*Provided text*.
* begin *

I still don't like the taste of beer tho.

Thursday, June 9, 2011

Summer

mmmmsummer starts. Guess I'll be alone for a while.

Wednesday, May 25, 2011

Voice

That voice is nagging, annoying, but tormenting.
The voice that's always negative, the little "bringing you down" voice.
It tells me it's not so, that it's only there to protect me.
I can't admit anything to myself anymore.

Saturday, May 14, 2011

Day 1

Sooooooo, I've decided to uhm, diet fasting thing.
Yeah.
Apparently it's not good for kids BUT SCREW IT. I'm gonna lose weight. >:O
Starting at 70.4 kg.
In 3 weeks, to 67.4kg
My goal is that low. =w=;

Wednesday, February 23, 2011

And then there were dreams

All right, I think I'll do my BEST to keep a somewhat dream diary thing ON the net.
Eh, heck, no one reads this anyway.
So, first thing I'll start off with is a dream I had or simple "No dream" or my feelings if I can't remember.
Yeah

As of Feb. 23, 2011
This is YESTERDAY'S dream. Feb. 22, 2011
So anyway, there was a lady who was longing for a lost love. Yeah. He went off for some reason who knows what. Lady marries another guy, who she loves, but also longs for the lost love a bit.
Anyway, the lady goes into a forest and finds a baby girl in a wicker basket. Takes her home and whatnot.

* end *

*Provided material*.
* begin *

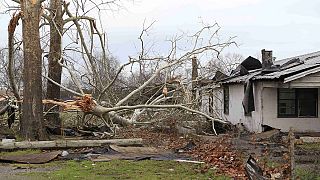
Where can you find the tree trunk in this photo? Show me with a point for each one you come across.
(31, 125)
(54, 69)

* end *

*Task requirements*.
(a) Answer these questions about the blog posts, one line each:
(i) On what date was the post titled "Summer" written?
(ii) What is the title of the post dated Wednesday, May 25, 2011?
(iii) In the dream, where does the lady find the baby girl?
(b) Continue the dream entry in the blog posts, starting right after its last sentence.
The data plays no part in this.

*Answers below*.
(a)
(i) Thursday, June 9, 2011
(ii) Voice
(iii) In a forest, in a wicker basket

(b)
Girl grows up to be robust and mischievous, and other kids tend to pick on her because she looks quite weird. Green eyes, black bluish hair, sharp nails. There is this shy boy that likes to tag along though.
Somehow the two get into a shrine, the girl crashes into something, and since the deity that lives in that shrine can't curse her for some reason, makes a white wall spring around the area, where the girl is trapped outside. The town is cursed for 32 years to live in stopped time.
Hmm, so something years later, a lone man comes to the village, finds the walls, and is attacked by the girl, who acts feral now. They team up and breaks de cursey.
Man turns out to be lost love. :D But lady gives him up because her husband is a good person, and the man is too restless to stay. But they share a tender moment.
Girl and man go some where together.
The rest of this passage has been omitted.